[Records for processing — start]

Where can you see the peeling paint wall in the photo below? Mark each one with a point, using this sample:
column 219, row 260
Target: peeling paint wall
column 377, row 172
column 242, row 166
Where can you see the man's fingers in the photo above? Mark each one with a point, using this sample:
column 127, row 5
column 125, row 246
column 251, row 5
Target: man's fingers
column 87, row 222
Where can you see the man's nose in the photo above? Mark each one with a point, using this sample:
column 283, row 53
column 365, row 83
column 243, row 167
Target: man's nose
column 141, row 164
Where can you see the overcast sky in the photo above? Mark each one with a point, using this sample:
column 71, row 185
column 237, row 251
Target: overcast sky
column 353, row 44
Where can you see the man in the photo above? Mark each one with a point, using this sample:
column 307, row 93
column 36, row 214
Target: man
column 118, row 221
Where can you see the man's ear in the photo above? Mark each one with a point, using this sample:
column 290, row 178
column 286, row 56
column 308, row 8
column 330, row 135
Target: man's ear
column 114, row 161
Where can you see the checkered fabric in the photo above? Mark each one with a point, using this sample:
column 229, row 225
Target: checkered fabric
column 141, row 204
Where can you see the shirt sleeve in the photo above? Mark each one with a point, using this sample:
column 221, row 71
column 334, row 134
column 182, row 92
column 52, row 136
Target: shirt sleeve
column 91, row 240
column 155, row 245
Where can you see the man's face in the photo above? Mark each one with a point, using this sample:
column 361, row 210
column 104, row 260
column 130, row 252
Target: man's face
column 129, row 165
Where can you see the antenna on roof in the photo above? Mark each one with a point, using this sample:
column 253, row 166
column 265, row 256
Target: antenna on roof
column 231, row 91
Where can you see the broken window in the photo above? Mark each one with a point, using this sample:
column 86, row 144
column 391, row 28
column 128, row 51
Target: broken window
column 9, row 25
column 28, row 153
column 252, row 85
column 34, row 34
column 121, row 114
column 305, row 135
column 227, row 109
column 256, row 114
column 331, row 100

[Records for processing — finish]

▸ Description of the task
Only the lines above from the one with "column 365, row 83" up to and including the one with "column 130, row 252" should be repeated, exactly as written.

▸ Response box
column 365, row 83
column 243, row 167
Target: man's nose
column 141, row 164
Where can you see the overcast sky in the photo above? Mark each one with a point, using this sample:
column 71, row 185
column 237, row 251
Target: overcast sky
column 353, row 44
Where can you see the man in the photo above? Mark each one with a point, using this sample:
column 307, row 93
column 36, row 214
Target: man
column 118, row 221
Where can you see the man's ear in the photo above? Mark each one with a point, using this sample:
column 290, row 178
column 286, row 56
column 308, row 8
column 330, row 135
Target: man's ear
column 114, row 161
Where can you see the checkered fabric in the photo above? Mark each one with a point, using this sample:
column 229, row 225
Target: checkered fabric
column 141, row 204
Where can you see the shirt sleeve in the photo above? Mark each one with a point, using this sample:
column 221, row 71
column 334, row 134
column 182, row 92
column 52, row 136
Target: shirt sleeve
column 91, row 240
column 155, row 245
Where can you see the man's face in the photo above? Mark each one with a point, using this sample:
column 361, row 210
column 104, row 260
column 130, row 252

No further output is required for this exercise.